- **Aim of the task**
Search the data for the word "water" and copy each line that has it.

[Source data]
------

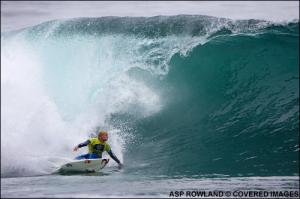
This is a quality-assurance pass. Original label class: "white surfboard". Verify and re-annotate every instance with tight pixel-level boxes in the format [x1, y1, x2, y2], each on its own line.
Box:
[59, 158, 109, 173]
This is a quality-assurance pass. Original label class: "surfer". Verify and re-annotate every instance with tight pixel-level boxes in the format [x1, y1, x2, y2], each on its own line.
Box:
[73, 131, 123, 169]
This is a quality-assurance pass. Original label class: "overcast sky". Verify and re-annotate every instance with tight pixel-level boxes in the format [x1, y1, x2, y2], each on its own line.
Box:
[1, 1, 299, 32]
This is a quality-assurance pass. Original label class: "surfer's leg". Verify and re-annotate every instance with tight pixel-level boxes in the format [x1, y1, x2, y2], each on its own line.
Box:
[75, 154, 90, 160]
[88, 153, 101, 159]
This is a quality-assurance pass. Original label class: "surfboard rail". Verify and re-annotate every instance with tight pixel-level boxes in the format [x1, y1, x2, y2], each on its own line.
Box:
[58, 158, 109, 173]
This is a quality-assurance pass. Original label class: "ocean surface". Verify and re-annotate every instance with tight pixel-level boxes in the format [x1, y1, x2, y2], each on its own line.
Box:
[1, 14, 299, 197]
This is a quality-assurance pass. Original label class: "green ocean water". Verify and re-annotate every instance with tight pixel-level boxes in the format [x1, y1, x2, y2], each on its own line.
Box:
[121, 26, 299, 177]
[1, 15, 299, 197]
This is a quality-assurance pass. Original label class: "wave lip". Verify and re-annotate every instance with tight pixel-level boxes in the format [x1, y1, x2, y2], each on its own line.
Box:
[1, 1, 299, 32]
[21, 15, 293, 37]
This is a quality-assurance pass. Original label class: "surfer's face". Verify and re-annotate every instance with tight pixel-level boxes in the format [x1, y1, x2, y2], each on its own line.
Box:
[99, 134, 108, 142]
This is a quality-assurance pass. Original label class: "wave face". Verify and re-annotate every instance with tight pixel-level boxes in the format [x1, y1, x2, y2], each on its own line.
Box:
[1, 15, 299, 177]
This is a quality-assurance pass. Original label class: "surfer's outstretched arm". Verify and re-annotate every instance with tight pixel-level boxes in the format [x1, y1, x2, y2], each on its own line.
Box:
[73, 140, 90, 151]
[108, 150, 123, 168]
[78, 140, 90, 147]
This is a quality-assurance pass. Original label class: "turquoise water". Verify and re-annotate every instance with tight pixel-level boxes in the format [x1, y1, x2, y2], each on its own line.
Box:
[1, 15, 299, 197]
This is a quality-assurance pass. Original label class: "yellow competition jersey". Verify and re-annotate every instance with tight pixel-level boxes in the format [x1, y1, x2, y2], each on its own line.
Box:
[87, 137, 111, 156]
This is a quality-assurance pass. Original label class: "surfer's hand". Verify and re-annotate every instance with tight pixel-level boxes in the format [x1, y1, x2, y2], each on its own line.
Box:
[118, 163, 123, 169]
[73, 146, 79, 151]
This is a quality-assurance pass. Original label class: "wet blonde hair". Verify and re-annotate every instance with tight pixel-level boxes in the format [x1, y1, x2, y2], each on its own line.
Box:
[98, 131, 108, 136]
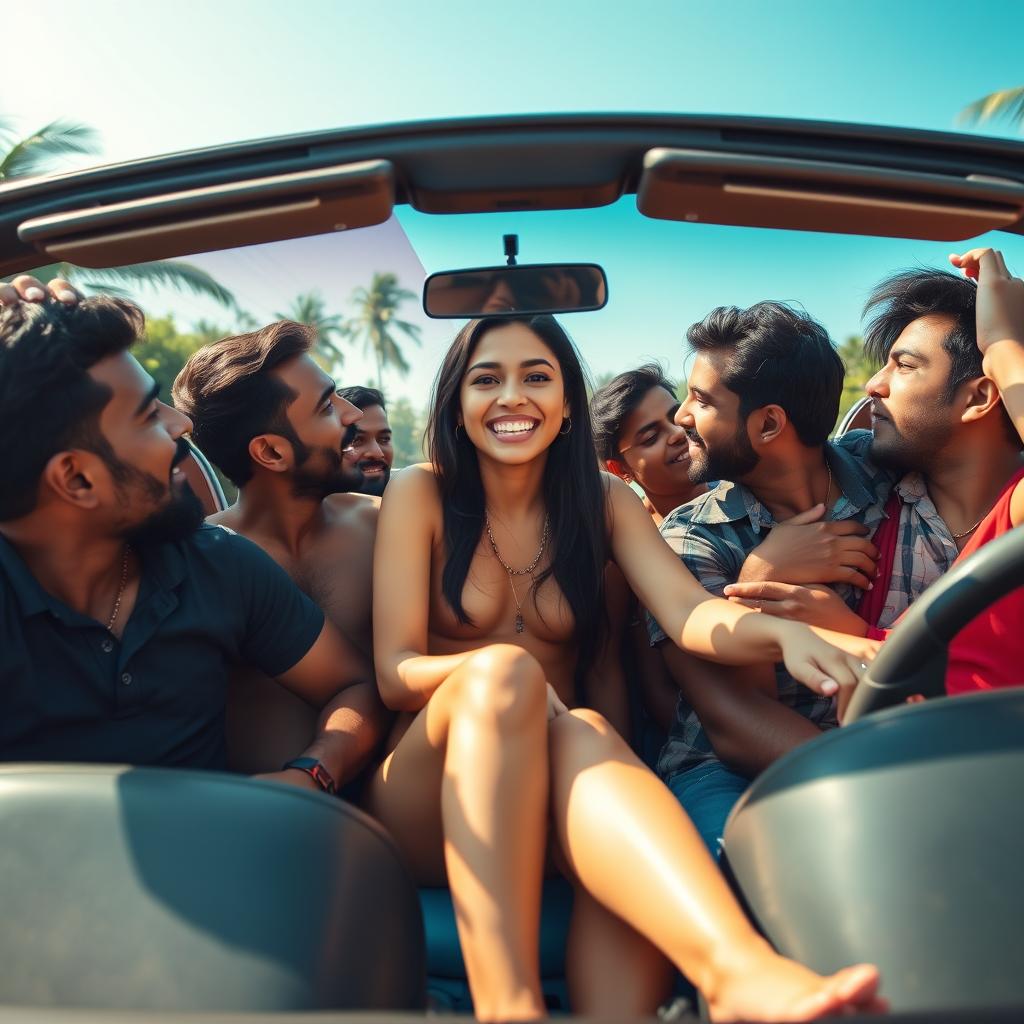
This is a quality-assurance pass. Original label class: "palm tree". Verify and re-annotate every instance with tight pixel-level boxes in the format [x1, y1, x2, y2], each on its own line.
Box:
[345, 272, 422, 389]
[275, 290, 347, 369]
[959, 87, 1024, 128]
[1, 116, 234, 309]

------

- **Task response**
This is a quality-assurance pass. Original label class: "green ocean water". Verify and re-annotate every instance with tight pixel-level boxes in the format [x1, y1, x2, y2], each on its own line.
This is a quality-assurance pass. Original label class: "turquoise water". Verify and re-annotate every instance with tight pixel-level boxes in the format [x1, y1, x2, y2], each on its own line.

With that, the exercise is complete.